-- START Data rows --
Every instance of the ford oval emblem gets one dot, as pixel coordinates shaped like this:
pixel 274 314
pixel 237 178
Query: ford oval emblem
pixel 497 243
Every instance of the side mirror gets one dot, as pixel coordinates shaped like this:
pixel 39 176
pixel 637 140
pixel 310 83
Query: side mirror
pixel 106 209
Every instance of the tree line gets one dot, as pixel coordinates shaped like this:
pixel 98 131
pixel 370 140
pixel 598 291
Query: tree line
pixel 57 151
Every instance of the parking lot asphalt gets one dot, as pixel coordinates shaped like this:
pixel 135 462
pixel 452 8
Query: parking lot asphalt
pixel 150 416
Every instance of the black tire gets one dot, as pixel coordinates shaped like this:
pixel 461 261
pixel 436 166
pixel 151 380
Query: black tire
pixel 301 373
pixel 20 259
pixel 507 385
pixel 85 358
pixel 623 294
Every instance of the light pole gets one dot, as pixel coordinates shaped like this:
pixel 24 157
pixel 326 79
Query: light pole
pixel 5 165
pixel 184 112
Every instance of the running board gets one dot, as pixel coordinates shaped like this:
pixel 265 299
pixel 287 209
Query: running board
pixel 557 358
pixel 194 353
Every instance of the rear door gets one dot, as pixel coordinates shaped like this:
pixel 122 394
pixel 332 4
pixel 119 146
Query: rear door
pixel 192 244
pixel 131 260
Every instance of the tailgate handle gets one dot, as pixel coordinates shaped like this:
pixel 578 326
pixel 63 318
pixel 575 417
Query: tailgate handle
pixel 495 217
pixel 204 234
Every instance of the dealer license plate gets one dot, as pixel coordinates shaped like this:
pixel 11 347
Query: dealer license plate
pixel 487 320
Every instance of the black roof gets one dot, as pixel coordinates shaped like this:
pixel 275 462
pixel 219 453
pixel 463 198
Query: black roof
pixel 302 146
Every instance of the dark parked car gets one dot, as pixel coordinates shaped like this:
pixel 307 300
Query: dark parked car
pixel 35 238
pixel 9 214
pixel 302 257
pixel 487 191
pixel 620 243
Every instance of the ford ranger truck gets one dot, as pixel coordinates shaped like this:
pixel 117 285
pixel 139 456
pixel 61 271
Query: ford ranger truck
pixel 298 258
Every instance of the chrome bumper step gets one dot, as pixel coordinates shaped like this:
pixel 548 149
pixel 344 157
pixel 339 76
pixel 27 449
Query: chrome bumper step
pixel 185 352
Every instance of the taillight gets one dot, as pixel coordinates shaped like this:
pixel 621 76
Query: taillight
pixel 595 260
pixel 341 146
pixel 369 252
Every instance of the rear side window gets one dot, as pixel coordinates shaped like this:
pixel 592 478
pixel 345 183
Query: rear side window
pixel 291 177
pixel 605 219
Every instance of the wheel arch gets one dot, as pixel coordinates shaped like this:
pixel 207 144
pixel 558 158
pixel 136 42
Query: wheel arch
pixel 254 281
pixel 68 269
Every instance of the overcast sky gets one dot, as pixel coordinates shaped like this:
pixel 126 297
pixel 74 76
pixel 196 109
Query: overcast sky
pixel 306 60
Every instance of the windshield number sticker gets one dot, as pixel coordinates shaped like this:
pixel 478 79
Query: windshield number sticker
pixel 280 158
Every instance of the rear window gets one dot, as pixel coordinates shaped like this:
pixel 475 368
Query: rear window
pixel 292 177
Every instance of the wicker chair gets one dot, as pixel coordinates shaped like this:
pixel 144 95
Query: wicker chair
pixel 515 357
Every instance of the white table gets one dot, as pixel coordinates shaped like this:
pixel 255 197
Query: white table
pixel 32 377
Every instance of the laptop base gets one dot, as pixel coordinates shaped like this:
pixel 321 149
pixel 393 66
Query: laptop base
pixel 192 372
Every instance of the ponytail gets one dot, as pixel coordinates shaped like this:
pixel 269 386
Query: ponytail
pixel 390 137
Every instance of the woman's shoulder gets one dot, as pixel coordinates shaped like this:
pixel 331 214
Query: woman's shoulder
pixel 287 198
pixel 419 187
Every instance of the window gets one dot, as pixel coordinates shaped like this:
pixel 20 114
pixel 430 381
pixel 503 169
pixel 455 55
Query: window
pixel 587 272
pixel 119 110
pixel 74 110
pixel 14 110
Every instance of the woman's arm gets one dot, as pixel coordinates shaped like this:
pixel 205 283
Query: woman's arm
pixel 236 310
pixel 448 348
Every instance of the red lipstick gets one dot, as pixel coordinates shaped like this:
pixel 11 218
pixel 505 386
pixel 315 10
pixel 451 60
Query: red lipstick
-- END Data rows --
The request => Reproduce the data above verbatim, starting at the line that contains "Every instance of the chrome" and ending at the line that contains "pixel 369 252", with both of those lines included.

Exercise response =>
Every instance of the chrome bumper step gets one dot, as pixel coordinates shaped like this:
pixel 548 149
pixel 344 157
pixel 339 76
pixel 27 449
Query: chrome bumper step
pixel 185 352
Every instance of the taillight gets one dot, as pixel coordinates shaped like this:
pixel 621 76
Query: taillight
pixel 595 260
pixel 341 146
pixel 369 252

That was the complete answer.